THE TASK => No image is to be carried over; reproduce the rest of the listing word for word.

------ DATA RECORDS ------

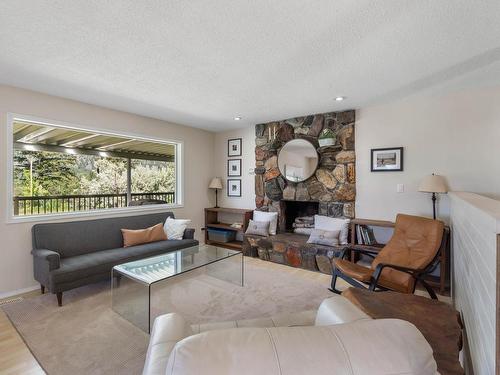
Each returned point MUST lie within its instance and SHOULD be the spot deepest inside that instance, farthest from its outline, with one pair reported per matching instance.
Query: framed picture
(387, 159)
(234, 147)
(233, 187)
(234, 167)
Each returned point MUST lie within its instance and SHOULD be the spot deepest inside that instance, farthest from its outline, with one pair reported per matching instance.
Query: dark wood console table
(437, 321)
(212, 221)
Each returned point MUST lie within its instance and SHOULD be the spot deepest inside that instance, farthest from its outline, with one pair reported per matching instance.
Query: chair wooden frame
(373, 284)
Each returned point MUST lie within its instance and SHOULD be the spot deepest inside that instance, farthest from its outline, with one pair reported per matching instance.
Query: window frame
(9, 170)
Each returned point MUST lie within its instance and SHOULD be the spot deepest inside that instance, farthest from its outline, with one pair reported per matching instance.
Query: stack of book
(365, 235)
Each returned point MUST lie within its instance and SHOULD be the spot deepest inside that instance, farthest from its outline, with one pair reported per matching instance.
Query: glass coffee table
(138, 288)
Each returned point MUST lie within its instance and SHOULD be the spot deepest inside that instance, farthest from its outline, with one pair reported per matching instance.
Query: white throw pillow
(333, 223)
(174, 228)
(271, 217)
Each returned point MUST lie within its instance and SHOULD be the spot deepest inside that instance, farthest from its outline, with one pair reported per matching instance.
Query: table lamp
(215, 184)
(433, 184)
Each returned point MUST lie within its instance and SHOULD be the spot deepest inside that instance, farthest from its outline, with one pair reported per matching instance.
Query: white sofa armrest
(338, 310)
(167, 330)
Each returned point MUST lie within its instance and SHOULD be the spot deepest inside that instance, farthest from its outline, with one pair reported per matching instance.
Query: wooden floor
(16, 359)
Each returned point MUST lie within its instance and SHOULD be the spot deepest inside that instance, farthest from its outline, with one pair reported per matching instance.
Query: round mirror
(297, 160)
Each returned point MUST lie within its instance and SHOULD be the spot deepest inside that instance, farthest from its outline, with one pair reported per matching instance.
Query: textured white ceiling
(202, 62)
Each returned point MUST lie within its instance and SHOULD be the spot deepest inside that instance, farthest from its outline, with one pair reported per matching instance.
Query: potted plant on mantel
(327, 138)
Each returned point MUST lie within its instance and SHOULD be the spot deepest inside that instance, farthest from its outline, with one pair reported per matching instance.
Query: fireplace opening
(297, 209)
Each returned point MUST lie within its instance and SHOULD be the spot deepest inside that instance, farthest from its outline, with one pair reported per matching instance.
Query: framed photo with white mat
(233, 187)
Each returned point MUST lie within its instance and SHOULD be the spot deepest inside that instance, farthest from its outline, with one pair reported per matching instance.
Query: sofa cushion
(388, 346)
(103, 261)
(87, 236)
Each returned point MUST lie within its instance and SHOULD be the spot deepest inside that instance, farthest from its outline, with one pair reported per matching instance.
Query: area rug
(85, 336)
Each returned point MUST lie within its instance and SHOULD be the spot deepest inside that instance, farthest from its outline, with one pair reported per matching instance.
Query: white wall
(475, 224)
(247, 199)
(455, 135)
(15, 245)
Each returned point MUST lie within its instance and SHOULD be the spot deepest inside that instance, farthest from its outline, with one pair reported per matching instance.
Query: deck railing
(73, 203)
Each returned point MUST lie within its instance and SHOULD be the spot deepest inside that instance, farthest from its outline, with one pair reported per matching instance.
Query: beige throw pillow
(133, 237)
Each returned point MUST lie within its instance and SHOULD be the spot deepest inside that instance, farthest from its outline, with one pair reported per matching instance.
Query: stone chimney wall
(334, 183)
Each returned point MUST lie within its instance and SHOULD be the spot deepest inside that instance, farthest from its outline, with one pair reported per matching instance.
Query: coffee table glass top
(161, 267)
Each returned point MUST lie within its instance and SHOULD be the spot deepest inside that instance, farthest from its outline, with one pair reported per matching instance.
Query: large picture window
(59, 169)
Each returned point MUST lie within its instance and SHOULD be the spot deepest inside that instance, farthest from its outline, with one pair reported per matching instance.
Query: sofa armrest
(43, 257)
(167, 330)
(338, 310)
(188, 234)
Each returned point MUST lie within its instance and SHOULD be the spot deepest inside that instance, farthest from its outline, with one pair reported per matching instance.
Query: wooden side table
(212, 221)
(441, 282)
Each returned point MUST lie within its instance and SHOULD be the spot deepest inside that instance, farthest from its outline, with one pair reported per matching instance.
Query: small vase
(326, 142)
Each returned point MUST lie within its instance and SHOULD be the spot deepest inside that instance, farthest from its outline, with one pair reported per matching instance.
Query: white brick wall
(475, 224)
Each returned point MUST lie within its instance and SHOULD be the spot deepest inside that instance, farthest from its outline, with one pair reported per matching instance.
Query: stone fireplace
(297, 209)
(331, 191)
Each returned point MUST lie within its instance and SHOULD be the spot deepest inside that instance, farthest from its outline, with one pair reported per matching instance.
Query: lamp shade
(216, 183)
(433, 184)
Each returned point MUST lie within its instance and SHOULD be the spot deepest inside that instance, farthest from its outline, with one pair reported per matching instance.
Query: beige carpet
(85, 336)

------

TASK OUTPUT =>
Each returned point MUST lie within its instance and SHOULD be the spot deepest inside that instance, farthest from its outline, with one pair reported per matching instance.
Query: framed picture
(387, 159)
(234, 147)
(233, 187)
(234, 167)
Each returned point MUST lie within its instance and SHOULD be the spot deepest inside that instance, farthest from its outline, with one pair reported per matching instance.
Query: dark wood console table
(437, 321)
(212, 221)
Each returned point MUST lie within its instance and SHOULD be the spot deepest inside that instance, farthest from its outline, with one pair reported per matching instance.
Query: chair wooden frame
(373, 284)
Each returned point MUST lie within its instance and SHOULD be the spot deepest inside that instance, farthest from its outline, with one pair reported per matching instance.
Query: window frame
(9, 170)
Each returned point MUST lie within its instance and SHOULD be the spot deepest inside that instance, farthest from its outline, with one pair reported per matching instance.
Query: stack of book
(365, 235)
Each returned point MUST lie within its instance and SHOULD be the spot deepest inside that instance, farthest from its outline, with one pair reported per matching instance.
Query: glass coffee table
(138, 288)
Each returned point MUST lie within its instance and SHOULD be the spot deepest inside that instance, farthest from its outline, with one pair reported per matching instance.
Query: white throw pillow
(333, 223)
(174, 228)
(271, 217)
Each returned point MUST lie within its instance and SHOULD be the spot deepest inside that instance, farthest from its outline, with one pair reported per matching instance.
Query: table lamp
(215, 184)
(433, 184)
Each returned point MUST lie within its instance and SHOULD be the spot deepest inside that instance, farthest from its outline, with one pair reported per matching instance.
Query: white sofa armrest
(338, 310)
(167, 330)
Each returned point MUST lie within its instance and SHOULD be the spot deepest inside that instance, farthest from its outline, with one pair reported per matching instance.
Query: wooden floor
(16, 359)
Each returned point MUST lie within its instance and SHOULD be the spot deepest inside that instance, farthest from its outline, with one pair reported per matching instance.
Query: round mirror
(297, 160)
Each returned point MUST lie within its instance and SHOULD be the spot deepest inside that instance, farthest from its outline, with one pair reported per matching instance.
Query: textured white ceiling
(202, 62)
Each returned point MUST lie within its instance and SHOULD be the spot deepest inside that instance, farthest from its outline, with one pair reported per matching instance.
Query: potted plant on mantel
(327, 138)
Each returned point MUST lie within its instance and SHOULD be the spot deepest inside that instance, farthest from its outline, with one pair reported per matching instance.
Query: fireplace opening
(297, 209)
Each returned point MUST lie within its instance and SHOULD be the spot deepest inside that instance, farthest from its outline, with one pair reported per matching instance.
Query: framed photo with white mat
(233, 187)
Each returned point MUST lie within its instance and SHOULD be the spot deepest inside that instance, farthest from its outline, with one pair reported per matching instance.
Query: sofa cushion
(388, 346)
(103, 261)
(87, 236)
Each returned point MUST lie within its instance and SHOULD be the spot deepest inside that instance, farthest from its outline, with one pair reported per matching instance.
Query: area rug
(85, 336)
Each returned point MUST lie within its instance and SHOULD be the spot deepest inside that instance, farthest from its outline, with one pair reported per matching instance.
Query: white wall
(475, 224)
(247, 199)
(455, 135)
(15, 245)
Each returned point MUST lie within its instance and SHOULD be the spot deepest inside that instance, farthest from its outline, with one pair reported per matching instance.
Query: deck railing
(73, 203)
Each returned point MUST lie within its instance and SHOULD be the spot deepest inside that instance, farthest from its outline, with one pair reported per matching instance.
Query: beige throw pillow
(133, 237)
Each returned point MUST lie within its instance and SHOULD be the spot deepest inside that instance, farthest from its outline, with one pair reported per matching instance.
Query: stone chimney wall
(334, 183)
Each returned point MUST lie within its instance and SHOULD be the spot deepest inside that instance, farthest from its outline, with one pair reported per matching instance.
Query: coffee table glass top
(161, 267)
Each returned point MUST lie within its instance and SHOULD be the spot deepest inside that instance, farthest from its outline, with one pair reported per matching instance.
Query: large picture window
(59, 169)
Each returned point MUST lie within its instance and SHOULD be the spot deepest inside that instance, farthest from its outline, with one pair reported per matching instance.
Query: sofa armrest
(43, 257)
(167, 330)
(338, 310)
(188, 234)
Each returned point MUST lie within its instance and SHOULD be the spot deepest inside that instance, farthest from its outline, with one pair reported per matching instance.
Query: wooden side table
(212, 221)
(441, 282)
Each returned point MUST lie within its instance and SHOULD be the spot deepest inside that instance, farthest from its outline, with one pair reported per matching instance.
Query: small vase
(326, 142)
Each returned point MUST lie within its instance and SHOULD be the spot deepest inside that instance, farthest from its outline, with one pair reported per matching instance.
Query: white brick wall
(475, 224)
Each returned point MUST lie within its instance and SHOULD be the spot deepest inside that instance, farthest from its outline, with one pair reported per matching instance.
Query: stone fireplace
(297, 209)
(331, 191)
Each returned point MUST lie within its instance and SHOULD be the spot deepest inside that instance, farthest from its outline, with one pair reported per matching instance.
Query: lamp shade
(216, 183)
(433, 184)
Each returned point MUST lie within its instance and SHOULD be the spot deepest inside that instance, farthest from its outline, with one pair reported per matching instance.
Query: beige carpet
(85, 336)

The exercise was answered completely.